Hacking the Honeycomb
It began without warning. In October 2006, David Hackenberg, a Pennsylvania beekeeper, transported his colonies of honeybees to Florida for the winter. Three weeks later, he returned to find more than 90% of his hives gone. Shockingly, the hives weren’t filled with dead bees— the queens remained, but the workers had vanished. Hackenberg didn’t know why or where the bees had gone. The devastation was unlike anything Hackenberg had ever seen in his 40-plus years as a beekeeper.
Typically, the death of a colony is noticeably slow and painful, with bees dying in or near the hive. By mid-November, researchers from Pennsylvania State University were working around the clock to find an explanation. Still to this day, no one knows for sure. “I figured they’d find something out really quickly,” Hackenberg said at the 2012 National Pesticide Forum. “I got a call saying, ‘We’re seeing things we’ve never seen before.’” Shortly after Hackenberg’s discovery, reports began pouring in from across the U.S. detailing the same sudden and unexplained disappearance of 30% to 90% of beekeepers’ colonies, according to the U.S. Department of Agriculture. The phenomenon soon got a name: colony collapse disorder, or CCD.
While the world still struggles to understand what CCD really is, there is one part researchers suspect is a leading cause. In a healthy-bee breeding cycle, the queen bee lays one egg—up to 2,000 in a day— into each honeycomb cell, where shortly thereafter a worker bee covers it with a wax coating. The temperature inside the cell becomes stable, the egg incubates, and an eager worker bee emerges after 10 days. When the bees aren’t fast enough to cover the cell, mites known as the Varroa destructor can invade and feed on the developing egg. The young bee will emerge from the cell, albeit weakened, allowing the mites to reproduce and infest the rest of the hive. They destroy colonies from the inside out, just as their ominous name implies. Now one company has discovered a weapon against the parasitic bee stalkers: a climate-control device powered by the Internet of Things. It could solve the problem of CCD, but the question is whether the technology solution will get us closer to solving the larger problem, what many see as a global crisis affecting not just the bees’ well-being, but our own.

* Collection entries
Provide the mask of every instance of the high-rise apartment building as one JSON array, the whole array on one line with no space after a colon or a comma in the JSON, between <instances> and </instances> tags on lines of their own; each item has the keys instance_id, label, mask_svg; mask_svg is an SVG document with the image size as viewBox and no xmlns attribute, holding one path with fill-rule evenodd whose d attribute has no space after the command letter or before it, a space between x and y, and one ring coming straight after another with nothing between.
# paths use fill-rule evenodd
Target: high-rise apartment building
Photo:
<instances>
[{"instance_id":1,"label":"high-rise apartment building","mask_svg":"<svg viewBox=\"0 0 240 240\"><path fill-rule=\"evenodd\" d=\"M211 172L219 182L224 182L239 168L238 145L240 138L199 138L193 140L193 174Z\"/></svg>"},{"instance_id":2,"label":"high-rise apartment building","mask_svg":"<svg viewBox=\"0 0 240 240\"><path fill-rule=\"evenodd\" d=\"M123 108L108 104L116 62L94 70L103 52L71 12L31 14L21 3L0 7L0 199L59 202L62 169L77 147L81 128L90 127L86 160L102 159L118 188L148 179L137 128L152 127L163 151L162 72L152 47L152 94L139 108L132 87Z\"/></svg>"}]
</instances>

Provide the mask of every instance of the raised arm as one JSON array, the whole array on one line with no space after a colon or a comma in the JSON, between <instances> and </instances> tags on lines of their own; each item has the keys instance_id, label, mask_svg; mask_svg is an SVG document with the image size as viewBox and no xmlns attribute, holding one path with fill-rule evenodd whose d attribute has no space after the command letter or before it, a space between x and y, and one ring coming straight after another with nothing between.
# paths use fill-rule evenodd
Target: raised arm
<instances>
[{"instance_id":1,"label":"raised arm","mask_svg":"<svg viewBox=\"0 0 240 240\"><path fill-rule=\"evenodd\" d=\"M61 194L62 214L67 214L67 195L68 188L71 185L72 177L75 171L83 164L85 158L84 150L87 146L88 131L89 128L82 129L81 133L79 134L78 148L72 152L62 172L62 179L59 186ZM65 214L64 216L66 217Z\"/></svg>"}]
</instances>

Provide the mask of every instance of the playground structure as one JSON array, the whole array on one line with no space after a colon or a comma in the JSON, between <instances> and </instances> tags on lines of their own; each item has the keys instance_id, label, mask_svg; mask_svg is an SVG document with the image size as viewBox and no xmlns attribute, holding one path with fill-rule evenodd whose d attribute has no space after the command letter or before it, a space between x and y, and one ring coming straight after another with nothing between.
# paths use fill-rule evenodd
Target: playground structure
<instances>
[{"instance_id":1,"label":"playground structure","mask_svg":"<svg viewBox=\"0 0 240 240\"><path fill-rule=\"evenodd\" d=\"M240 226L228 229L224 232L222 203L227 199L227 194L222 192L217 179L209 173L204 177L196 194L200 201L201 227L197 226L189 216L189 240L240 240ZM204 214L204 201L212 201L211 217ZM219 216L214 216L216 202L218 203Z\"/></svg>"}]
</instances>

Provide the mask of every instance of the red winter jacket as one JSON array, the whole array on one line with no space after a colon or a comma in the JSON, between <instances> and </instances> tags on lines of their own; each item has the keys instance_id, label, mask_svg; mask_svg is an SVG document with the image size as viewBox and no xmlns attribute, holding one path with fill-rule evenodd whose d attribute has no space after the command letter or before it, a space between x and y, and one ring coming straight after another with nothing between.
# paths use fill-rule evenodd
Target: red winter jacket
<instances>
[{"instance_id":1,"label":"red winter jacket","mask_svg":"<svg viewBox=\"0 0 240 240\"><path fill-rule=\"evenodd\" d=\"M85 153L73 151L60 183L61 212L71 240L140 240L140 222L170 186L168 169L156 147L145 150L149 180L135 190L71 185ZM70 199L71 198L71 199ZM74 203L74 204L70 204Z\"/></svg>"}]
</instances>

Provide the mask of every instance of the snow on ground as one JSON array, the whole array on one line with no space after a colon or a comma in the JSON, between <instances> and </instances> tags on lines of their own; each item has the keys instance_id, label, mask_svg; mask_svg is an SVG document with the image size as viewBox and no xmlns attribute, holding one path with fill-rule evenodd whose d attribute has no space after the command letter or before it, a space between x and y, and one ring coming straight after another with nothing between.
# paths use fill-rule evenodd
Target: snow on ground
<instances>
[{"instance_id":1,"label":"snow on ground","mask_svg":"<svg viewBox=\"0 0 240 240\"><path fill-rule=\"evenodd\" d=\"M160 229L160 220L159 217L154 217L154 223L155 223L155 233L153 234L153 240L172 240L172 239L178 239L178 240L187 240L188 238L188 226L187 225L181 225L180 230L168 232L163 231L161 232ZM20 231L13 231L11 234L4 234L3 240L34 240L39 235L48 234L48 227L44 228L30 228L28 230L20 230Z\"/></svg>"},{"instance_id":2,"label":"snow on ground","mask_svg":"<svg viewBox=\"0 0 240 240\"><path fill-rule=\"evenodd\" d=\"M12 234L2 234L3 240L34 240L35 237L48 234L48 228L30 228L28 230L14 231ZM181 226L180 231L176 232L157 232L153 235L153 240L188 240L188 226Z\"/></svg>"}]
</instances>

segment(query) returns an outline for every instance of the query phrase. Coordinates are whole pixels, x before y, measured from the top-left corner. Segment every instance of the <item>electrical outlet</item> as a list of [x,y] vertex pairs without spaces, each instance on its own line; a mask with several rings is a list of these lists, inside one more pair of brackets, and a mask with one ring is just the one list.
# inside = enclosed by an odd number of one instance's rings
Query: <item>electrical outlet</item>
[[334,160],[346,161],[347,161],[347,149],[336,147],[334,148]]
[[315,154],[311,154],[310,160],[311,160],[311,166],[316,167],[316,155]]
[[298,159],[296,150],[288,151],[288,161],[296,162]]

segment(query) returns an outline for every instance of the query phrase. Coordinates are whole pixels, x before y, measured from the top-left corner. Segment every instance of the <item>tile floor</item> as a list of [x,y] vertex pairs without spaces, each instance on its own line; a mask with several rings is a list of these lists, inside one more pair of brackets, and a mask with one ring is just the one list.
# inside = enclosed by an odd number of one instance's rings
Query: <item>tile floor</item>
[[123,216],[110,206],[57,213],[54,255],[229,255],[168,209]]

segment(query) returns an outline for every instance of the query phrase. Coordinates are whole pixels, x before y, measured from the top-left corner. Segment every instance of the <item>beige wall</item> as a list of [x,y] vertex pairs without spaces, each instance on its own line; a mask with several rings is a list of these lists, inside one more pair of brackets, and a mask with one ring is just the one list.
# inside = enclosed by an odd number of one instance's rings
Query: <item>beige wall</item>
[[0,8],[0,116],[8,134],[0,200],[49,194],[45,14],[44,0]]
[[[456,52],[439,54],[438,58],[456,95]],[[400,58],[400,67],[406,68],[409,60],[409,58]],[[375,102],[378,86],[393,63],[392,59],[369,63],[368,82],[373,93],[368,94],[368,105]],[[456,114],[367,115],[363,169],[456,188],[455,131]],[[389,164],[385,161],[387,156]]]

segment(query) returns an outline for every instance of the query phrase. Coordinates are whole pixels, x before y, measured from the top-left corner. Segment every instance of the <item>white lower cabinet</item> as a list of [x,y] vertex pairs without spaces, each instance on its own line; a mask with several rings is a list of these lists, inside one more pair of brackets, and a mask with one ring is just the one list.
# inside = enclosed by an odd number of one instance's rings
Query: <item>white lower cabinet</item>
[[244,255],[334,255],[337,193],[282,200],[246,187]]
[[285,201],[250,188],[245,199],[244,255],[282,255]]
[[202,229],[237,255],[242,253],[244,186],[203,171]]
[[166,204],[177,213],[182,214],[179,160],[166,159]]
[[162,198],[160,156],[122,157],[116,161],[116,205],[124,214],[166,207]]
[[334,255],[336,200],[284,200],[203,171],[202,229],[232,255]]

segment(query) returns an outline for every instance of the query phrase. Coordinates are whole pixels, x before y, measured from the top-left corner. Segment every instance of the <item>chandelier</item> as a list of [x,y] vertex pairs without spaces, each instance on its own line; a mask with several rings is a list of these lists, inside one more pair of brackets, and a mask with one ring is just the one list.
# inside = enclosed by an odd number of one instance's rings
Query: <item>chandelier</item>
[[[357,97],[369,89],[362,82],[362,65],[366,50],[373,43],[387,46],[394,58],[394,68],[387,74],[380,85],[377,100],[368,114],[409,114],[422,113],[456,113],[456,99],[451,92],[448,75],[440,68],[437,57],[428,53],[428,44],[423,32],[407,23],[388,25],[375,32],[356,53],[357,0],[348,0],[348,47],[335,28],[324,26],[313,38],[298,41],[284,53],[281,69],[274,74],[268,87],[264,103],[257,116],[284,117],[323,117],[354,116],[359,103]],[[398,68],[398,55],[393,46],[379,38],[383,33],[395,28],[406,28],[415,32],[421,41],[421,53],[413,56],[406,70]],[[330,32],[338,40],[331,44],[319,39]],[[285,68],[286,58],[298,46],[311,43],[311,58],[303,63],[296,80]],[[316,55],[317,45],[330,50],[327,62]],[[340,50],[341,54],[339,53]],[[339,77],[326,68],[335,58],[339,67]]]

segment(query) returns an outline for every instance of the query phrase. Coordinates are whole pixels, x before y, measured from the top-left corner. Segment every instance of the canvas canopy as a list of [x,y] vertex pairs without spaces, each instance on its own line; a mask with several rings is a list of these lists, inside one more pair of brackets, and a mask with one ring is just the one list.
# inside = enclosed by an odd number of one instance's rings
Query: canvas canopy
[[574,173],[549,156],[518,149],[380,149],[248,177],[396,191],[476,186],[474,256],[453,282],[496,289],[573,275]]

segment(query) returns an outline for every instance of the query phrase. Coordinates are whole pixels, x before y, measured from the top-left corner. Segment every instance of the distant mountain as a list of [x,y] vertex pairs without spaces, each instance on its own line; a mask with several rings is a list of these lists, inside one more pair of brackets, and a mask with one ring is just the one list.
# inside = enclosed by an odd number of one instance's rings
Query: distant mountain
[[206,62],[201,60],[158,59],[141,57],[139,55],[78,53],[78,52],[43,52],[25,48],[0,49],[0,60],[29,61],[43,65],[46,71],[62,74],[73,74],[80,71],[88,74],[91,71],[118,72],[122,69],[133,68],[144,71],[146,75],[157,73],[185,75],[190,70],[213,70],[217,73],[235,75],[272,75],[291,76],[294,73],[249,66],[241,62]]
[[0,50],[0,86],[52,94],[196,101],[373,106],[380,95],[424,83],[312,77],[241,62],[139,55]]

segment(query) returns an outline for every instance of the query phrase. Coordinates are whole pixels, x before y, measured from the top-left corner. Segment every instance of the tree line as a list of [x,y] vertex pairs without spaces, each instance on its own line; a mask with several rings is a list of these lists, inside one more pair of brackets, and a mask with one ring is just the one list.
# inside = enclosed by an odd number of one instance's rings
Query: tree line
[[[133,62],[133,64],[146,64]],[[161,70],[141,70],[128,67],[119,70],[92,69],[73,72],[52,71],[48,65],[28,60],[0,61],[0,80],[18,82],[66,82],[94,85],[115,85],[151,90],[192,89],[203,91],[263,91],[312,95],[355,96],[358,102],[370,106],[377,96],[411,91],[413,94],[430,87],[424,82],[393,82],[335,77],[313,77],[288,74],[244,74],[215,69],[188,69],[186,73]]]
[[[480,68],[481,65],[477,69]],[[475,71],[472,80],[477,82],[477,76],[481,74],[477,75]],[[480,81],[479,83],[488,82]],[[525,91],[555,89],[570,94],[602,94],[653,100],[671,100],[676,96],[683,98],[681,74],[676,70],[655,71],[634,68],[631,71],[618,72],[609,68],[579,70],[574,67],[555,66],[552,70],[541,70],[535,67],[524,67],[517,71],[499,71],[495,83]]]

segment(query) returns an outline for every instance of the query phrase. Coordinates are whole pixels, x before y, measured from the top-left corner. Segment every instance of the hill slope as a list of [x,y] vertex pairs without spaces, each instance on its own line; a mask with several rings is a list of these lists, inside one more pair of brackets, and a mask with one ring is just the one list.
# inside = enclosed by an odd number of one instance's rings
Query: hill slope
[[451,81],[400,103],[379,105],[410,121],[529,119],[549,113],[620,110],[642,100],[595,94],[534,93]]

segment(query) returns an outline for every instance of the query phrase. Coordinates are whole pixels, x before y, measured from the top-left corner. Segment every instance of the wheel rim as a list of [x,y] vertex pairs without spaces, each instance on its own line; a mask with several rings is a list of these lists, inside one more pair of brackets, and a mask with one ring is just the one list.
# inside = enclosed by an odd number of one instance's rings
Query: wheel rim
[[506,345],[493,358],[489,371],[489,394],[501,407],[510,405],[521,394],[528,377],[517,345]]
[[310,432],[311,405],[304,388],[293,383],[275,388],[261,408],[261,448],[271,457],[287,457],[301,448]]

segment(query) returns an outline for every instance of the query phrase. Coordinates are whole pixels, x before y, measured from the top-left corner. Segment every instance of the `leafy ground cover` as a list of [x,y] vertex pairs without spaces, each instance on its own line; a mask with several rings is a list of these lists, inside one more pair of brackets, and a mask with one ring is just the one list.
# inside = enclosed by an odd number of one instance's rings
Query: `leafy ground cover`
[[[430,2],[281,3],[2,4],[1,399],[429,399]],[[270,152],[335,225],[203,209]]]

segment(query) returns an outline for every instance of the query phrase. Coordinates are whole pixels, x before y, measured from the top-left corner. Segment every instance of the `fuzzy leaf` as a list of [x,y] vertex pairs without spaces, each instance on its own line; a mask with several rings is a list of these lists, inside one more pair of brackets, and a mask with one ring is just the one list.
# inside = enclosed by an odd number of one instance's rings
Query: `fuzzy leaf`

* Exercise tasks
[1] According to the honeybee article, what share of his hives did Hackenberg find gone when he returned from Florida?
[2] Transcribe the passage of the honeybee article between "Typically, the death" and "disorder, or CCD.", inclusive.
The records come from a separate source.

* Answers for this exercise
[1] More than 90% of his hives were gone.

[2]
Typically, the death of a colony is noticeably slow and painful, with bees dying in or near the hive. By mid-November, researchers from Pennsylvania State University were working around the clock to find an explanation. Still to this day, no one knows for sure. “I figured they’d find something out really quickly,” Hackenberg said at the 2012 National Pesticide Forum. “I got a call saying, ‘We’re seeing things we’ve never seen before.’” Shortly after Hackenberg’s discovery, reports began pouring in from across the U.S. detailing the same sudden and unexplained disappearance of 30% to 90% of beekeepers’ colonies, according to the U.S. Department of Agriculture. The phenomenon soon got a name: colony collapse disorder, or CCD.